▸ **WORK INSTRUCTION**
Please work out how many lines include the word "below" in the entries, and reply with only the count.

▸ **RECORDS SUPPLIED**
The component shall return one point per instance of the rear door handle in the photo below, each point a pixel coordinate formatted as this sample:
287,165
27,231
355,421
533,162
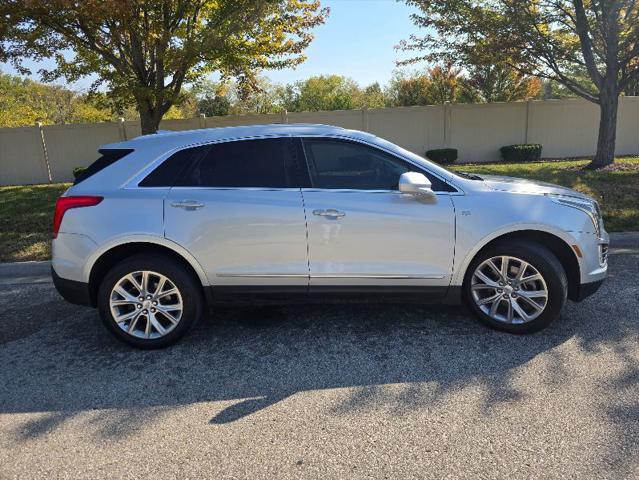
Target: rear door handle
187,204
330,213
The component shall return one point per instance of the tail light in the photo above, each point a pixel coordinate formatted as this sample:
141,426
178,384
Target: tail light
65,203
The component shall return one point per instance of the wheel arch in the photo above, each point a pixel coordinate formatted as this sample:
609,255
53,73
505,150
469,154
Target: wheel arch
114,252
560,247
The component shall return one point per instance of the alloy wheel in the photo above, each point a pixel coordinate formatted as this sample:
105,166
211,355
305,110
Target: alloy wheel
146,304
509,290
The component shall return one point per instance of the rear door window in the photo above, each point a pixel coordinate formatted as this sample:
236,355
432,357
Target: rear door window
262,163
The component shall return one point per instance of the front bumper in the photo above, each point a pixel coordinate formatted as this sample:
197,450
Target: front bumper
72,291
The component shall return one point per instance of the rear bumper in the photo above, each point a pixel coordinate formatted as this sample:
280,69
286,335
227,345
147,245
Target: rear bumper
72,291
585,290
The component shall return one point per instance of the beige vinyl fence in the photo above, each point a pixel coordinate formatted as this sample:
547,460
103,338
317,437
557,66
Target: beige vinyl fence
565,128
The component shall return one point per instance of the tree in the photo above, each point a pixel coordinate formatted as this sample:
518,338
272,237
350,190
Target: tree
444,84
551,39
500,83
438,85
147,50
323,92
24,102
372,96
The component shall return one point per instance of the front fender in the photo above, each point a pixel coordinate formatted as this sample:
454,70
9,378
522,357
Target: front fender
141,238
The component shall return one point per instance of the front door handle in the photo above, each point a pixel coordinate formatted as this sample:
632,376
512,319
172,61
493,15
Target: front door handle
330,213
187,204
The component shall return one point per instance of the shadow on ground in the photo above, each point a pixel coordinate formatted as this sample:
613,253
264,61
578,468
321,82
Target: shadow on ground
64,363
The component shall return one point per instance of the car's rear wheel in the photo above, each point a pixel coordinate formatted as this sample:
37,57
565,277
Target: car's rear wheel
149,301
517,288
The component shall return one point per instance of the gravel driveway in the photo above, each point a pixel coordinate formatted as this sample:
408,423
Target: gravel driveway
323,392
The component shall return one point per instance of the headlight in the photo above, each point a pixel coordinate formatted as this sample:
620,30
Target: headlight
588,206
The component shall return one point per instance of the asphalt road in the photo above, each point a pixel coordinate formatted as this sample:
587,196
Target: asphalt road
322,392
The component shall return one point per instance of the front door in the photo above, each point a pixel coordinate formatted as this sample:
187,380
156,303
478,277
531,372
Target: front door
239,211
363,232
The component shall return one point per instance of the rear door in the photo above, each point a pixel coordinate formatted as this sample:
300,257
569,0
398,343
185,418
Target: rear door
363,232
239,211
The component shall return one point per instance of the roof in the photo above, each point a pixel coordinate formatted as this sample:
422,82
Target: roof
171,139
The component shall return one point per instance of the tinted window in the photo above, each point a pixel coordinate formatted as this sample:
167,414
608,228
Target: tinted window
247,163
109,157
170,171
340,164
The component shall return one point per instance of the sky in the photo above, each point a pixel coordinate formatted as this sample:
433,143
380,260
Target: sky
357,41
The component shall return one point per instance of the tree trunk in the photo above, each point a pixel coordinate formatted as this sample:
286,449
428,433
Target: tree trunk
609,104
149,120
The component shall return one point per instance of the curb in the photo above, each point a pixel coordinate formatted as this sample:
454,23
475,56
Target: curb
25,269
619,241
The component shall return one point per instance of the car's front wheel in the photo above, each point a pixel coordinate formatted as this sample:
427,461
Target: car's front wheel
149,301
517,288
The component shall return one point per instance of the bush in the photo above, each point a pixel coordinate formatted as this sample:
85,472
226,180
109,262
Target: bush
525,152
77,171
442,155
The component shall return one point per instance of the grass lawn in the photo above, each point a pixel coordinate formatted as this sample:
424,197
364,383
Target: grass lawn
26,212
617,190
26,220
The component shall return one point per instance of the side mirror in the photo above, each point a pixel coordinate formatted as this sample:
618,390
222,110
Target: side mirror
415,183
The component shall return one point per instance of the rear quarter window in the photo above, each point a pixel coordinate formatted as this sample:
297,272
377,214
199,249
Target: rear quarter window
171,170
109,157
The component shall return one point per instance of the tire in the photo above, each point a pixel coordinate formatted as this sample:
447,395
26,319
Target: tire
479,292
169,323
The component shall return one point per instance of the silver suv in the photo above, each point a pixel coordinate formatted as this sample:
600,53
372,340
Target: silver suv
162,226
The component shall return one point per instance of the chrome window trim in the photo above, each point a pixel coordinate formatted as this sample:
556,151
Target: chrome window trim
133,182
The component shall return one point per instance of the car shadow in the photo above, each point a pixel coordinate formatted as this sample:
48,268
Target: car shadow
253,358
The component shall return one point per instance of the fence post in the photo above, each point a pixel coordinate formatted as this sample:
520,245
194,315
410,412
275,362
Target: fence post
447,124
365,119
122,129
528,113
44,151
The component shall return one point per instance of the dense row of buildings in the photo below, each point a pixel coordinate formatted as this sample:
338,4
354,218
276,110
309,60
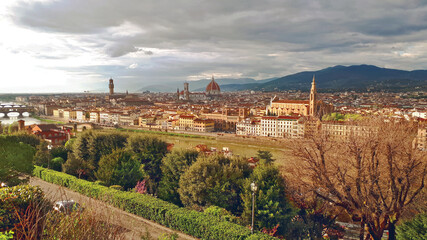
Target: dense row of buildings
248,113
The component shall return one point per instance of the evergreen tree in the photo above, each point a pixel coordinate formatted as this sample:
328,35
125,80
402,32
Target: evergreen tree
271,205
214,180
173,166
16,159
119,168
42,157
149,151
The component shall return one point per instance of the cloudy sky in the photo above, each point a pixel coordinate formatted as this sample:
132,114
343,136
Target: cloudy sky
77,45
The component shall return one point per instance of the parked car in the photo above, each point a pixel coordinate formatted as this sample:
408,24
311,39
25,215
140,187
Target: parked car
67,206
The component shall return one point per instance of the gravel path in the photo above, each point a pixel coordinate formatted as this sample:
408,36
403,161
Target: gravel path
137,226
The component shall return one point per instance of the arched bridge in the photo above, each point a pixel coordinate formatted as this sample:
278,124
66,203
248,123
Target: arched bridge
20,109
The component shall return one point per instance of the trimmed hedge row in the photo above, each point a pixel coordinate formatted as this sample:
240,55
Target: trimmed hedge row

▸ **EXERCISE OUTPUT**
2